-------- Source data --------
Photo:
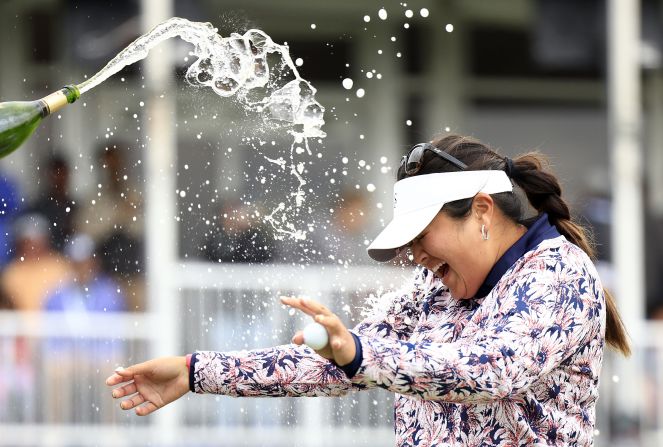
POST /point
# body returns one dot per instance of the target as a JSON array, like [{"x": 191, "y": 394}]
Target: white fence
[{"x": 53, "y": 367}]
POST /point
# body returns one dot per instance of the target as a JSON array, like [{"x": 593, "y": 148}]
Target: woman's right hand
[{"x": 151, "y": 385}]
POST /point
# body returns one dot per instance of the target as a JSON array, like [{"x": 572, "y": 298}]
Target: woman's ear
[{"x": 483, "y": 207}]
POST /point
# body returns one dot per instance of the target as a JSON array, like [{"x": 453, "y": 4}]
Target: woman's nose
[{"x": 419, "y": 254}]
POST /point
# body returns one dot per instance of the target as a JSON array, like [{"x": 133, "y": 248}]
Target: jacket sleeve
[
  {"x": 543, "y": 319},
  {"x": 291, "y": 370},
  {"x": 287, "y": 370}
]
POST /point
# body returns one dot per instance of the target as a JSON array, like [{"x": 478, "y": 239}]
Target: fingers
[
  {"x": 146, "y": 409},
  {"x": 125, "y": 390},
  {"x": 121, "y": 374},
  {"x": 143, "y": 407},
  {"x": 132, "y": 402},
  {"x": 306, "y": 305},
  {"x": 298, "y": 338}
]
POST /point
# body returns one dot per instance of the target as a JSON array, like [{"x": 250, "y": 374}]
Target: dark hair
[{"x": 531, "y": 174}]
--------
_Your assignment:_ The word to look for is "returns"; copy out every line of the entries that holds it.

_Result for this task:_
# body returns one dot per instance of the target as a JSON array, like [{"x": 191, "y": 394}]
# body returns one dot per instance of the target as a JSON array, like [{"x": 593, "y": 148}]
# body returns one dot per instance of the target as a JSON array, like [{"x": 572, "y": 298}]
# body returns one dot per instance of the target as a JSON array, like [{"x": 453, "y": 4}]
# body returns one dot per instance of the target as a JSON array, like [{"x": 133, "y": 248}]
# body returns one dot per instance of the target as a JSON array, like [{"x": 478, "y": 239}]
# body returns one dot per instance of the target as a JSON array, like [{"x": 250, "y": 374}]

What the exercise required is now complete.